After a very bullish 2017, the stock market lost much of its momentum during the first quarter of 2018. And that’s more bad news for public pension funds.

The Wall Street Journal reported this week that government retirement plans lost an average of 0.23 percent during the first three months of this year. The performance widens “the gap between what these funds say they will earn and what they actually make,” the paper noted.

Nevada’s Public Employees Retirement System was among the many funds that took a hit. Its portfolio dropped 1.2 percent over the first quarter of 2018.

While a three-month span is hardly indicative of long-term investment trends, the market’s subpar performance in early 2018 nevertheless exacerbates the fragile fiscal condition of many public-sector pension systems. For years, such funds have made overly rosy projections in order to disguise the true costs of the lavish benefits promised retirees.

“Assumptions of high returns appeal to elected leaders,” the Journal noted, “because they reduce the amount governments need to set aside to cover pension promises.”

Indeed, the average public-sector pension plan is built upon an annual investment gain of 7.25 percent, the Journal reports. In reality, returns have averaged 6.79 percent over the past decade and 6.49 percent over the past 20 years. By comparison, PERS funds have realized a 6.4 percent increase over the past 10 years, 20 percent below the system’s 8 percent goal.

The gap between actual results and optimistic forecasts can leave taxpayers responsible for billions in shortfalls. It can also lead pension managers to make riskier investment decisions in order to try to close the deficit.

Last October, PERS officials lowered their annual growth assumption from 8 percent to 7.5 percent. It wasn’t enough. The system is unlikely to hit that target in the current fiscal year. One financial analyst told the Journal last year that a more realistic goal for public pension funds would be closer to 5 percent.

In the long run, the most promising way to address the looming government pension crisis is to transition public-sector workers to a defined contribution system akin to what’s offered in the private sector. Until then, however, PERS and other government retirement programs should stop pretending their investment assumptions have any basis in reality.

→ Information shown:

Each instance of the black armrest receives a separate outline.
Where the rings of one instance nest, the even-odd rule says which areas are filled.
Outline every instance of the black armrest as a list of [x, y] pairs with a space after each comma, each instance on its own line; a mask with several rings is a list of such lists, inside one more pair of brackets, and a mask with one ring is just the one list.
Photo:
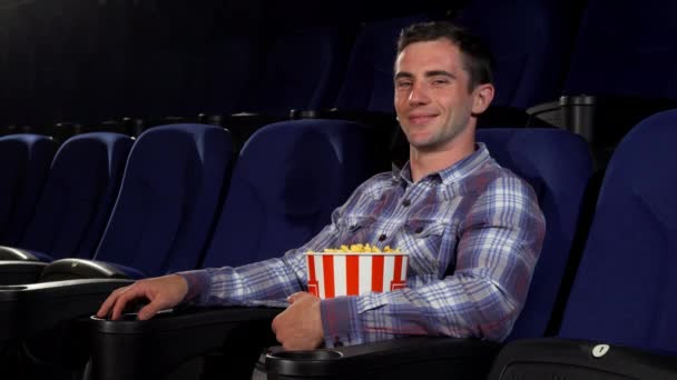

→ Stated task 1: From the pension text, list every annual investment return assumption or target percentage given, with who holds each.
→ Stated task 2: Repeat a passage of the pension text verbatim, beginning at the words "While a three-month" and ending after the words "8 percent goal.".
Rely solely on the pension text to complete what follows.

→ Solution 1:
- 7.25 percent: the assumption the average public-sector pension plan is built upon
- 8 percent: the PERS goal before last October
- 7.5 percent: the PERS annual growth assumption after last October
- 5 percent: the more realistic goal for public pension funds suggested by one financial analyst

→ Solution 2:
While a three-month span is hardly indicative of long-term investment trends, the market’s subpar performance in early 2018 nevertheless exacerbates the fragile fiscal condition of many public-sector pension systems. For years, such funds have made overly rosy projections in order to disguise the true costs of the lavish benefits promised retirees.

“Assumptions of high returns appeal to elected leaders,” the Journal noted, “because they reduce the amount governments need to set aside to cover pension promises.”

Indeed, the average public-sector pension plan is built upon an annual investment gain of 7.25 percent, the Journal reports. In reality, returns have averaged 6.79 percent over the past decade and 6.49 percent over the past 20 years. By comparison, PERS funds have realized a 6.4 percent increase over the past 10 years, 20 percent below the system’s 8 percent goal.